Серый - цвет надежды - [32]
Нечего сказать, во-время проснулась гуманность у нашей Веры Александровны. Она нежно подводит нас к выводу: нам такие труды не под силу, значит, дневальной должна быть — кто?
— Ну подумайте сами, женщины!
Мы холодно ставим Веру Александровну в известность, что дневальной у нас так и останется Эдита, а пока она из-за голодовки освобождена от работы — будем сами убирать, все вместе и по очереди. Это — наш дом, и в нем будет чисто, как всегда. Мы и не собирались жить в грязи, так что ее санитарные тревоги излишни.
— А как же вы, в голодовке?
— А это уж наше дело.
— Ну, смотрите, женщины, если санитарное состояние зоны будет неудовлетворительное — я должна буду доложить. Мы проверим.
Это значит — завтра она придет придираться: тут паутина, там песок на крыльце, а вот тут, за тумбочкой, — пыль. Пятые сутки голодовки. Пани Ядвига стирает все казенные причиндалы. Она рвется сделать «все-все-все», лишь бы мы лежали и отдыхали. Но это уж чересчур — взвалить на нее всю возню. Татьяна Михайловна шурует крыльцо обрывком старого мешка. Галя вытирает пыль в столовой. Я мою пол в нашей спальне. Залезаю под кровати, за тумбочки. Когда начинаю задыхаться — то есть каждые три-четыре минуты делаю короткую передышку. Только не садиться, ни в коем случае не садиться! Чтобы потом не тратить сил на то, чтоб встать. Вынести в яму ведро грязной воды. Принести ведро чистой. Тикай-тикай, сердце, ты — самое молодое в нашей зоне, ничего с тобой не будет! Вот так, не спеша, с расстановкой уже и до порога добрались? Отлично.
Владимирова таскается за мной по пятам и монотонно угрожает «прикончить». Но, раз я поднимаю ведро воды, пожалуй — смогу дать отпор? Нет, лучше ограничиться угрозами. Входит Подуст. Владимирова кидается к ней.
— Начальница, я за себя не отвечаю. Я-таки сделаю из этих святош кучу трупов!
Подуст на это предпочитает промолчать. Возразить — так зачем же губить здоровую инициативу «осужденной, вставшей на путь исправления»? Одобрить идею — это уже все-таки слишком? Она, как-никак — офицер и должна следить за порядком. Нет уж, лучше устраниться — Владимирова и так в поощрениях не нуждается.

Исходные данные:
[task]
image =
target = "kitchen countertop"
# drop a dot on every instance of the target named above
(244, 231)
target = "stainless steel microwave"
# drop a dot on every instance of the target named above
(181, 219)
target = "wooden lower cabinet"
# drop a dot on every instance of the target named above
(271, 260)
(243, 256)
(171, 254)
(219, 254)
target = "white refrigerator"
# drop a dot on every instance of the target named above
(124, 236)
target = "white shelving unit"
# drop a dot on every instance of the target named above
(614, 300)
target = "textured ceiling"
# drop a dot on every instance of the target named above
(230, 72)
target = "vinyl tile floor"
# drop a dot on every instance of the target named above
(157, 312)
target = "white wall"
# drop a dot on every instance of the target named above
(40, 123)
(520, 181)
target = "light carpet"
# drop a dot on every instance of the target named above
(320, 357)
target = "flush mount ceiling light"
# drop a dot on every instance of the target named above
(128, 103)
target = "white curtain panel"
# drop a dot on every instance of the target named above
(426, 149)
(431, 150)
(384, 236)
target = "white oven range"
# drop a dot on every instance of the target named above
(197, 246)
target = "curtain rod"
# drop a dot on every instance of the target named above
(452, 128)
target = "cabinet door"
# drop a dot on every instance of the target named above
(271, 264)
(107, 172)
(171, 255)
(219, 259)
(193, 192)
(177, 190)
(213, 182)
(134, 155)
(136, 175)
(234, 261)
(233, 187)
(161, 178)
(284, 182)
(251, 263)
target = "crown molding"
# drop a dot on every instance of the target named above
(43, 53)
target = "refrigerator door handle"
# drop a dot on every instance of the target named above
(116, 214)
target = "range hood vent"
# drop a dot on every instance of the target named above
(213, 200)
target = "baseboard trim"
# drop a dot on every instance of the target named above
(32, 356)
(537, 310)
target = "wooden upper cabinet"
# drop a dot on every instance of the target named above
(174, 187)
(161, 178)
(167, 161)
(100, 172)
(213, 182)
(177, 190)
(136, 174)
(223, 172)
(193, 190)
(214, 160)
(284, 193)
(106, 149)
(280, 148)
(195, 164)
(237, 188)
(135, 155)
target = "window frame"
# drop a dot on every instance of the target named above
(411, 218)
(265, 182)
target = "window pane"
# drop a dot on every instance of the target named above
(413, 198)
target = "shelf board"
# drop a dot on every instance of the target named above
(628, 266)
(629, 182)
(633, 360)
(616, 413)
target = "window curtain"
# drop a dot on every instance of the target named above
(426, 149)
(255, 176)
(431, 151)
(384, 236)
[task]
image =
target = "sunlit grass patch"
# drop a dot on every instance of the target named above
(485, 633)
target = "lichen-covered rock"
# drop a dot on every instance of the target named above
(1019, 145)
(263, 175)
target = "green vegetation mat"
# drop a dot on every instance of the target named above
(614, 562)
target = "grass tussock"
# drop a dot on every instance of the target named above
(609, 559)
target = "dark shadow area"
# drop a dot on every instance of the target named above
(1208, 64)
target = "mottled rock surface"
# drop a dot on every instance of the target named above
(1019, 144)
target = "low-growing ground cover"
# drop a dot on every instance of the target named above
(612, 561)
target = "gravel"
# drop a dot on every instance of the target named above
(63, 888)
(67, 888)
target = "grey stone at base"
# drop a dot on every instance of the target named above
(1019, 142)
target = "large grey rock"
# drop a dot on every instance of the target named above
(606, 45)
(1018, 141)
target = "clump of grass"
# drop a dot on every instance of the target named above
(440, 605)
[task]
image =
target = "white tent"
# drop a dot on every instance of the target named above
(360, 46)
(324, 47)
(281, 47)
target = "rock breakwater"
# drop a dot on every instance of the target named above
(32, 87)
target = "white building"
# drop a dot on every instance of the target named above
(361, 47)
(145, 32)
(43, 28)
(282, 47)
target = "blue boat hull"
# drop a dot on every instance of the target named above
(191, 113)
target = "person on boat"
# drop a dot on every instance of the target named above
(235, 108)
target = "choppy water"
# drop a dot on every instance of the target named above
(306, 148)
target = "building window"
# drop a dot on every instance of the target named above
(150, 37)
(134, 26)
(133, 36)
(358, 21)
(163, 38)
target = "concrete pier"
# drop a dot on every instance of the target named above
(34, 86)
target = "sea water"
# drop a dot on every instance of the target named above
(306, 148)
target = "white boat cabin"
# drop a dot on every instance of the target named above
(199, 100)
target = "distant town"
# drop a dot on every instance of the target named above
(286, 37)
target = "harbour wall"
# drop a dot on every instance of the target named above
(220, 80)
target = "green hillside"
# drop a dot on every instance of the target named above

Что нужно сделать:
A. Подсчитайте строки записей, в которых встречается слово «boat», с учётом регистра. В ответе укажите только число.
B. Продолжите отрывок о голодовке женщин в лагерной зоне, начав сразу после его последнего предложения.

Ответы к заданиям:
A. 3

B.
Мы этот весь визг всерьез не воспринимаем, но после клятвенного обещания «Птички» проломить мне голову молотком я замечаю, что пани Ядвига и Татьяна Михайловна стараются не оставлять меня одну. Уличаю их в этом, и мы смеемся. Это, пожалуй, перестраховка!
— Но она же психопатка! Сама не знает, что у нее в голове, — говорит пани Ядвига, но уже не может сдержать улыбку. Я рисую в ярких красках картинку, как Владимирова из-за угла кидается на меня с молотком и с боевым кличем, а пани Ядвига героически сбивает ее с ног метлой. Татьяна Михайловна добавляет колоритные детали, но тут мы изнемогаем от хохота и опускаемся на траву. Из цеха тарахтит машинка. Что это? Эдита шьет? Да, сшивает половую тряпку из единственного имеющегося материала — кроя для рукавиц. Старая совсем изорвалась, а новую — где взять? Галя пишет письмо мужу — завтра придут за почтой. Ее письму предстоит пройти двойную цензуру — мордовскую и пермскую, да еще промежуточную — кагебешную. Получит ли это письмо политзаключенный Василий Барац? Догадается ли, что его жена в голодовке? Галя в своем заявлении написала, правда, не «голодовка», а «пост» — по ее словам, пятидесятникам религия не позволяет голодовки, а только посты. Но это все равно значит — до приезда Наташи Галя будет, как и мы, на одной воде и молитве.
Какие мы тут разные собрались! Католичка, пятидесятница, православные, неверующая… Позже приедет еще и баптистка. Но мы будем относиться с уважением к вопросам совести друг друга. И Бог не оставит вниманием наш крохотный квадратик на мордовской земле.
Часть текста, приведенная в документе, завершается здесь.